Action item
Write out the listing in full, matching it word for word.

Provided records
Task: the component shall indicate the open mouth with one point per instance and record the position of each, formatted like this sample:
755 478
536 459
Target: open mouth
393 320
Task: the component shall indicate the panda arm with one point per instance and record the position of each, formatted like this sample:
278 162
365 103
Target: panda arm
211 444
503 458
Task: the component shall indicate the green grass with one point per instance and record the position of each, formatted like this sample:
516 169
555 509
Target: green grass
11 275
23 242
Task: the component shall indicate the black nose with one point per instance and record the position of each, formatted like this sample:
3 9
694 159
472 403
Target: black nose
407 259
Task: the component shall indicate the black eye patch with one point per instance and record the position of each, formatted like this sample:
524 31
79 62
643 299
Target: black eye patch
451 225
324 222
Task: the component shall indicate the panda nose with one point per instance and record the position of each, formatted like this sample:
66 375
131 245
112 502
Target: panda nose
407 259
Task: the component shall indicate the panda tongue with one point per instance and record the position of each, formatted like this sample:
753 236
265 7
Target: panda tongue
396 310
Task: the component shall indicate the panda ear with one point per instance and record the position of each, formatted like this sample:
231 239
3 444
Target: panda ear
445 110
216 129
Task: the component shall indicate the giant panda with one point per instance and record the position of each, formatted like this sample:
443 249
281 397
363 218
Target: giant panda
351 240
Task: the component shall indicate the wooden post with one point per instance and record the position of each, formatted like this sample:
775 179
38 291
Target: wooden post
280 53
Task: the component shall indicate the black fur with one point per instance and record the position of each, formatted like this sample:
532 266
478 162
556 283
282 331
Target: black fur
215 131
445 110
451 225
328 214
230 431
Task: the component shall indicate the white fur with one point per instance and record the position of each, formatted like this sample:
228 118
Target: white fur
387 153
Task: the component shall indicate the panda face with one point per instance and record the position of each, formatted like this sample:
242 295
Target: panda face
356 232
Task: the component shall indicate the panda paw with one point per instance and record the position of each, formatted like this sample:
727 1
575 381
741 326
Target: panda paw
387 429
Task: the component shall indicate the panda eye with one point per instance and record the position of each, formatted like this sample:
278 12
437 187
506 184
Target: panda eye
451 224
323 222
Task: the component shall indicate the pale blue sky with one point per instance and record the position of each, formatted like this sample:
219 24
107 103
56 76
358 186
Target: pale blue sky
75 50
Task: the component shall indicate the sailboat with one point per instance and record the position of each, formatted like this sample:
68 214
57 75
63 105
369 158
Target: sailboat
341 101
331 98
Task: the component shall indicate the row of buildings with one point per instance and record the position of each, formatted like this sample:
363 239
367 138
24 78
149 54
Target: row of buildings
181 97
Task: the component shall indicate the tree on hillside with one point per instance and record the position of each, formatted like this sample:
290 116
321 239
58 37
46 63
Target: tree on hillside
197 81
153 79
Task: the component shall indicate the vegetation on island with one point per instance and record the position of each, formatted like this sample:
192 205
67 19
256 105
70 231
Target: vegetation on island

Task solution
Task: the component shall indicate the open mouth with one point per instance and record the position of each, formatted like this sample:
755 478
536 459
Target: open mouth
393 320
Task: the component shall indicate the panda arm with one point per instance and record the position of each, formatted like this sample:
278 162
365 103
Target: panda arm
211 444
503 458
Task: the component shall indicate the green grass with one point per instance and record the position of each, formatted like this sample:
516 169
555 509
Target: green grass
11 275
23 242
Task: the component shall indicate the black nose with one point per instance and record the position of each, formatted like this sample:
3 9
694 159
472 403
Target: black nose
407 259
Task: the component shall indicate the black eye patch with one point per instance and record the position of each, formatted like this sample:
524 31
79 62
643 299
Target: black eye patch
451 225
324 222
Task: the component shall indicate the panda nose with one point per instance and record the position of each, formatted like this sample:
66 375
131 245
112 502
Target: panda nose
407 259
Task: the component shall indicate the panda tongue with one point per instance and record the position of each, formatted like this sample:
753 236
265 7
Target: panda tongue
396 310
Task: the component shall indicate the panda ear with one point per instance and record the position of each, formatted like this sample:
231 239
3 444
Target: panda ear
445 110
216 129
Task: the component shall indicate the giant panda with one point per instance and record the position of each, formatted like this sample:
443 249
281 397
363 218
Target: giant panda
351 240
Task: the component shall indicate the wooden post with one point per instance and record the position of each, formatted like this sample:
775 179
38 291
Target: wooden post
280 53
Task: the component shall indicate the black fur with one point per instance and record the position of each, formatted like this sample:
532 266
478 162
556 283
282 331
Target: black fur
215 131
445 110
451 225
328 214
230 431
Task: the component shall indicate the white fur with one point per instance and record the position of each, formatted like this sample:
228 118
Target: white fur
387 153
Task: the component shall indicate the panda face with one point per instance and record the position of each, formatted like this sample:
242 295
Target: panda face
356 232
Task: the component shall indicate the panda paw with one point per instance and record the position of each, formatted like this sample:
727 1
575 381
741 326
Target: panda paw
387 429
Task: the component shall indicate the panda eye with one point per instance and record the position of each, formatted like this sample:
278 12
437 187
506 184
Target: panda eye
451 224
323 222
Task: the component shall indicate the pale blue sky with one point per instance and record the position of each, formatted like this sample:
219 24
107 103
56 76
358 186
Target: pale blue sky
75 50
Task: the component shall indicate the sailboat with one point per instance and record the position of each, formatted like this sample:
68 214
57 75
63 105
369 158
Target: sailboat
341 101
331 98
Task: the component shall indicate the row of buildings with one point per instance and record the position of each, formatted like this sample:
363 239
367 138
24 78
149 54
Target: row of buildings
181 97
Task: the component shall indicate the tree on hillside with one point per instance and record the position of each, formatted like this sample:
290 116
321 239
58 37
46 63
Target: tree on hillside
197 81
153 79
Task: the component shall indicate the vegetation on island with one point per instance and record the position of each, formatted like this sample:
192 205
67 19
256 105
70 231
Target: vegetation on island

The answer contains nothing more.